* _Task details_
Select every line of the entries below that contains the word "truck", and copy each one in full.

'''

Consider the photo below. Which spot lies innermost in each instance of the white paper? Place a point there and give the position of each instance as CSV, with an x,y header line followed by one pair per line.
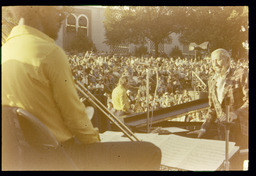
x,y
174,129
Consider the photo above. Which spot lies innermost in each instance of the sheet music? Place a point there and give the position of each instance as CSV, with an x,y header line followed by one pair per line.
x,y
182,152
175,149
194,154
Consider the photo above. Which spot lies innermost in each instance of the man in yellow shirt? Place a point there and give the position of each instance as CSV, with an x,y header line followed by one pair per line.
x,y
36,76
119,97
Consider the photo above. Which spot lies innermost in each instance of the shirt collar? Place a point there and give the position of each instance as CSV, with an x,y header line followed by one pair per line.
x,y
24,29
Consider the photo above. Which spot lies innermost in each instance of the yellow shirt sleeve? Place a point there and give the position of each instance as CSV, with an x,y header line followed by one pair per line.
x,y
67,99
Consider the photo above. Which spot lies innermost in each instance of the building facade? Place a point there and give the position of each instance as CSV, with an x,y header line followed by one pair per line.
x,y
89,21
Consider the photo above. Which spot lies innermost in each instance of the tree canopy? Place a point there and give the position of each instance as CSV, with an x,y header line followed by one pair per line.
x,y
221,26
138,24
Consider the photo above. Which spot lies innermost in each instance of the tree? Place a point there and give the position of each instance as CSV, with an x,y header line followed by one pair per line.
x,y
223,27
137,24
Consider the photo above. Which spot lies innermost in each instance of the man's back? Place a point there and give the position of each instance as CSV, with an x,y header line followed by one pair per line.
x,y
36,77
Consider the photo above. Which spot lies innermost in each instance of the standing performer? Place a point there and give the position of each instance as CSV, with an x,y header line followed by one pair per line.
x,y
36,76
232,85
119,97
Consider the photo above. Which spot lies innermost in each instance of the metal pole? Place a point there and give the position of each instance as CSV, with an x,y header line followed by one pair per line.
x,y
147,70
226,163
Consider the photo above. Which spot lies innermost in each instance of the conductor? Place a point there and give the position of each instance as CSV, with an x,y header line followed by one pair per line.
x,y
227,85
119,97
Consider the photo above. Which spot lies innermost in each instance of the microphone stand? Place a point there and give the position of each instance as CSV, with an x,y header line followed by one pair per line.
x,y
147,70
227,130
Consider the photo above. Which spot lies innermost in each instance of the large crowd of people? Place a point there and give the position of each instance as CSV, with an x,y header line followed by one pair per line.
x,y
170,80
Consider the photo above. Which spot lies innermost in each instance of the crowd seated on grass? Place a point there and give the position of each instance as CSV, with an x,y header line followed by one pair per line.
x,y
170,80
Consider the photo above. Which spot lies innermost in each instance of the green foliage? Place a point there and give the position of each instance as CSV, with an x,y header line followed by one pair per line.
x,y
223,27
220,26
138,24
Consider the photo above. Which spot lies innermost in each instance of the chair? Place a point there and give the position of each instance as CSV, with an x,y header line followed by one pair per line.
x,y
27,144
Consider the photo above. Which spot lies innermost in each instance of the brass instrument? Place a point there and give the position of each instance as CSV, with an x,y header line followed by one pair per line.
x,y
92,99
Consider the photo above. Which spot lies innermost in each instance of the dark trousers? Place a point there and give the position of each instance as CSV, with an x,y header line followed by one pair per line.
x,y
115,155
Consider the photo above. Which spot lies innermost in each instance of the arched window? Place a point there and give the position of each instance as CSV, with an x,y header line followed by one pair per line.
x,y
82,25
71,23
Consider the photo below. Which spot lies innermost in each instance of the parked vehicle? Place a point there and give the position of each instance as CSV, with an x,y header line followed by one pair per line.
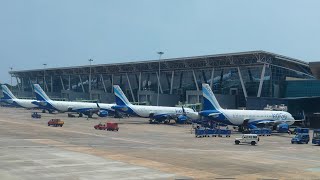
x,y
35,115
247,138
112,126
109,126
300,139
316,136
100,126
56,122
299,130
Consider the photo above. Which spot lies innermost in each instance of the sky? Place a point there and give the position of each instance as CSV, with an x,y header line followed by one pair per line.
x,y
64,33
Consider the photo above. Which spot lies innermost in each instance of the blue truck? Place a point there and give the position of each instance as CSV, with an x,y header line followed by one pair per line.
x,y
316,137
300,138
212,132
261,131
299,130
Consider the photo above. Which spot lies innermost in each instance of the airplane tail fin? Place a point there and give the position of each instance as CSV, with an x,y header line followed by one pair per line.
x,y
40,94
210,102
7,94
121,99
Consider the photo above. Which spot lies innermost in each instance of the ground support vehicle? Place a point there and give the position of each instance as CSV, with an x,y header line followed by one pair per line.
x,y
100,126
316,136
212,132
35,115
248,139
300,138
55,122
299,130
261,131
223,132
200,132
112,126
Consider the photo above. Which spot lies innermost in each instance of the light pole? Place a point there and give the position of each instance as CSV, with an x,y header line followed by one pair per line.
x,y
160,54
44,76
90,61
11,77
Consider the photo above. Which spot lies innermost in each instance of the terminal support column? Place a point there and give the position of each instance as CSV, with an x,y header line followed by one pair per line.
x,y
69,83
171,83
111,83
51,83
62,83
261,80
159,83
81,83
29,83
212,75
196,82
242,84
104,86
139,86
134,99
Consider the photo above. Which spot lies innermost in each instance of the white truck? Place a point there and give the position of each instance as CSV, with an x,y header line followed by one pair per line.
x,y
247,138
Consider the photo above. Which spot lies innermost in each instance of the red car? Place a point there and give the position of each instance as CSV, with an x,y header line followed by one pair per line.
x,y
109,126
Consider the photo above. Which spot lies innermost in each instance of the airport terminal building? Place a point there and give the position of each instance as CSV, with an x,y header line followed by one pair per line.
x,y
242,75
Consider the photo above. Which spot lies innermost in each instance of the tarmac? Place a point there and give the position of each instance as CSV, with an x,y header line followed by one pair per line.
x,y
29,149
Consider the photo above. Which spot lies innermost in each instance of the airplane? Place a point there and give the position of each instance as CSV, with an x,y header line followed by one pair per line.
x,y
88,109
10,99
243,118
156,114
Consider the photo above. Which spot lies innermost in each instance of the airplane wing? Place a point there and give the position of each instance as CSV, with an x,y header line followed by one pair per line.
x,y
214,115
275,122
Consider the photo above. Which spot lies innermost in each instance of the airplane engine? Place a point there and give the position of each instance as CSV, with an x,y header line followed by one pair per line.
x,y
251,126
103,113
283,127
182,119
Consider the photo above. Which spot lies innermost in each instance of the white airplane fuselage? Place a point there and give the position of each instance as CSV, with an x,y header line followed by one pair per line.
x,y
65,106
145,111
237,117
25,103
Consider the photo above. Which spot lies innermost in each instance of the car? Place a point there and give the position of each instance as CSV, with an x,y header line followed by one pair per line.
x,y
55,122
300,138
100,126
35,115
248,139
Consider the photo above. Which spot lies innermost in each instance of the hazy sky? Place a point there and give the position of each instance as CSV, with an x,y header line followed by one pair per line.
x,y
69,32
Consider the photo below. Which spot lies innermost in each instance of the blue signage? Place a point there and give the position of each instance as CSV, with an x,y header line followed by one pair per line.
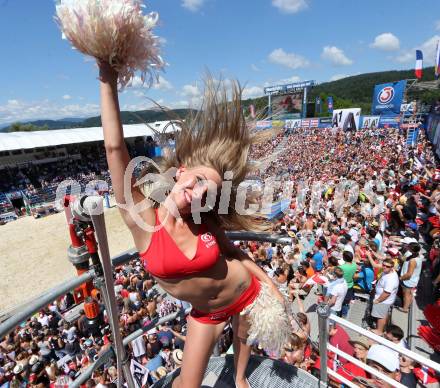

'''

* _Correct output_
Consider the photo above. Which spot lies innermost in each instance of the blue truck? Place a point there and give the position of each instance as CSV, with an x,y header line followed by one pair per line.
Consider the photo above. Which spot lies innermost in each instance of the white truck? Place a point there and give the position of each instance as CSV, with an x,y header line followed by one pair per line.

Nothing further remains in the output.